> **Assignment**: Could the records be returned exactly, with the pictures left out?

Dataset entries Block Start

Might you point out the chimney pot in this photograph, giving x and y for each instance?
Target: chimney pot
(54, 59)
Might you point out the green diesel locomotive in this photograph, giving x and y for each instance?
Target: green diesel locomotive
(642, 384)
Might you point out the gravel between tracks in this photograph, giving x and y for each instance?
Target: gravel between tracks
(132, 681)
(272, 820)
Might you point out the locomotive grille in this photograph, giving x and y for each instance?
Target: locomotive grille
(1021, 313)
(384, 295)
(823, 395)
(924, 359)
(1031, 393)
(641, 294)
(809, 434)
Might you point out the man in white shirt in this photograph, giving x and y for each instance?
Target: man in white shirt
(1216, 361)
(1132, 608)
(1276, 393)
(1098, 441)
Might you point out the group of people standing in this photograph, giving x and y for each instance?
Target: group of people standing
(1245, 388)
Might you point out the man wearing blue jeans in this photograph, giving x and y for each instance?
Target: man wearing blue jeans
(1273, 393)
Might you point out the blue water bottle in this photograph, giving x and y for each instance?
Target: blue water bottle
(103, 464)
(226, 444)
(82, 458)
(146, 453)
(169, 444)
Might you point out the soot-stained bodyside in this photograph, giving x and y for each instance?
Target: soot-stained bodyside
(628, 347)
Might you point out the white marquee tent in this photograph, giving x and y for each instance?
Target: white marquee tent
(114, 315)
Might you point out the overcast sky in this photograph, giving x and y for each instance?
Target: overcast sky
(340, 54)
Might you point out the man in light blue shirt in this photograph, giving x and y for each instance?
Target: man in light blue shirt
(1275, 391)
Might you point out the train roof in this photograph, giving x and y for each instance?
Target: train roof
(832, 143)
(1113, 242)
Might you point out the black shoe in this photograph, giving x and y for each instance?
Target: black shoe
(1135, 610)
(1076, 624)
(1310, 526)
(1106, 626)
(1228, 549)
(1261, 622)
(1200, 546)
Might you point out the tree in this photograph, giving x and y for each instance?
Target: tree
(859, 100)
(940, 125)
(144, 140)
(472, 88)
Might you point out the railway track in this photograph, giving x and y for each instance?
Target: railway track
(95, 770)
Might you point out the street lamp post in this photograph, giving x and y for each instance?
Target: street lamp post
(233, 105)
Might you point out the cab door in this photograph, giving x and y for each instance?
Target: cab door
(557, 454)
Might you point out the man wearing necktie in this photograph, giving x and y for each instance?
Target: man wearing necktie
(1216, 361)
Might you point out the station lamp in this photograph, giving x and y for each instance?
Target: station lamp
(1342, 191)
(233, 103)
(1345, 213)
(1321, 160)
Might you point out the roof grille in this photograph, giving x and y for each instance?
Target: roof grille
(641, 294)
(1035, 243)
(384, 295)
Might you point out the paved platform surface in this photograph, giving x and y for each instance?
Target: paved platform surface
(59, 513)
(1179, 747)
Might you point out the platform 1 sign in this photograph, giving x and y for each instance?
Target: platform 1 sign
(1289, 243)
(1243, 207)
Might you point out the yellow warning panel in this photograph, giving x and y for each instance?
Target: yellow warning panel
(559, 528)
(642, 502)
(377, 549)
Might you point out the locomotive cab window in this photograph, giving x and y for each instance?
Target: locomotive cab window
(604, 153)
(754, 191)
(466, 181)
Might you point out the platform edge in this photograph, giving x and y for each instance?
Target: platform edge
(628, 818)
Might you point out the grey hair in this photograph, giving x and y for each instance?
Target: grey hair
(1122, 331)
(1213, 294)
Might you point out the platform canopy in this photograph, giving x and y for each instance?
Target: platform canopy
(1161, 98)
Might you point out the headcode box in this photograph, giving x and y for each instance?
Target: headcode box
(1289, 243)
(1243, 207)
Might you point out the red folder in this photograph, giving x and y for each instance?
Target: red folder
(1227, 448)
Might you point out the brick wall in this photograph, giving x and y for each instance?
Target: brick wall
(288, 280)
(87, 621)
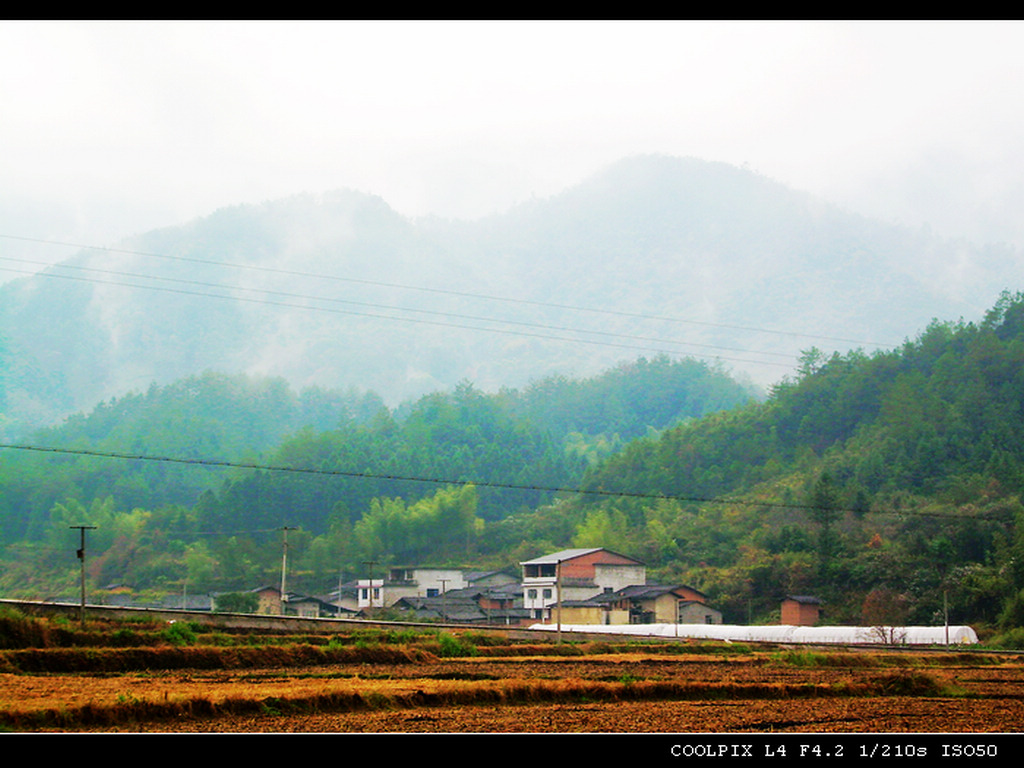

Dataset entries Block End

> **Task solution**:
Might you point out the chimney pot in this photograph, giving x and y for each instance?
Target: chimney pot
(54, 59)
Might you point out the green diesel locomotive in this photograph, giving x and y for each instance?
Target: green diesel locomotive
(642, 384)
Might you point out the gravel between tracks in this photograph, giving x and y for each instance?
Target: gravel between tracks
(132, 681)
(272, 820)
Might you point out the locomotive grille in this photograph, giving x and y for each instance?
Target: locomotive grille
(1021, 313)
(384, 295)
(823, 395)
(924, 359)
(1031, 393)
(641, 294)
(809, 434)
Might you point out the man in white shirt in this photograph, giving x and y for each instance?
Target: man in white shirt
(1216, 361)
(1132, 608)
(1276, 393)
(1098, 441)
Might you point out the group of people standing in this photograph, giving x and y for each instance?
Target: group of people standing
(1245, 388)
Might you point out the man wearing blue jeans in this photograph, giving x and y for each instance?
Target: man wearing blue jeans
(1273, 393)
Might you point out the blue water bottle in this photograph, giving x and y for each instance?
Target: blue water bottle
(103, 464)
(226, 444)
(82, 458)
(146, 453)
(169, 444)
Might you point out the soot-stained bodyside in this photograph, giving x and y for each instance?
Target: soot-stained bodyside
(628, 347)
Might you point out the white marquee tent in this photograph, giving x and y for each instance?
Target: white marquee tent
(114, 315)
Might you point out the overcast sky in this photograph, giving x and y for each instance?
Target: overcast sky
(340, 54)
Might you point out the man in light blue shirt in this photograph, giving x and y for each instance?
Target: man in light blue shirt
(1275, 391)
Might you point out the train roof in this photograph, giving x and y for each instance?
Target: train roof
(832, 143)
(1113, 242)
Might you point out the black shoe in this photograph, giving x and y for each instance?
Target: black shoe
(1135, 610)
(1076, 624)
(1310, 526)
(1106, 626)
(1228, 549)
(1261, 622)
(1200, 546)
Might you point out the tree in this photograph, giving x and y for each instance?
Target: tree
(859, 100)
(940, 125)
(144, 140)
(472, 88)
Might you point out the railway track in this photograph, giving x and y for each instance?
Target: railway track
(95, 770)
Might you point out the street lamp post in this photograph, giving x and y for each instance?
Target: street lamp post
(233, 105)
Might you point out the cab door in this photograph, giving x and y for each instance?
Target: cab door
(557, 454)
Might you point out the man wearing necktie in this photograph, giving x and y for each instance?
Target: man wearing necktie
(1216, 361)
Might you point out the station lamp in this photograph, giving x and y for each instance?
Target: station lamp
(1342, 191)
(233, 103)
(1345, 213)
(1321, 160)
Might you point out the roof grille in this photograph, giving x and y for each instance?
Target: roof grille
(641, 294)
(1035, 243)
(384, 295)
Might you point out the paved platform surface in this photograph, giving x and y for each instance?
Target: paved platform surface
(59, 513)
(1179, 747)
Might you point out the platform 1 sign in this photograph, giving x and y for each instance?
Target: platform 1 sign
(1289, 243)
(1243, 207)
Might you point out the yellow warning panel in this photograph, giving x and y for each instance?
Target: yellow warning panel
(559, 528)
(642, 502)
(377, 549)
Might you point out the locomotive cab window in this photograph, giving x and y for each instance?
Target: locomotive cab window
(604, 153)
(754, 191)
(466, 181)
Might you point out the platform edge in this photograph, giving x and y for each instance?
Target: platform edge
(628, 818)
Might you point out the grey hair in this photograph, giving x and y for each instance?
Target: grey hair
(1122, 331)
(1213, 294)
Might you point out the platform canopy in this photograph, giving x and y for each instance?
Target: platform canopy
(1161, 98)
Might you point out the headcode box in this photograph, giving x and y for each instance?
Target: headcode box
(1289, 243)
(1243, 207)
Might you point out the red folder in this photograph, giving x and y for each instance?
Target: red folder
(1227, 448)
Might you point out the brick wall in this photograph, giving x and y for each instance?
Target: brick wall
(288, 280)
(87, 621)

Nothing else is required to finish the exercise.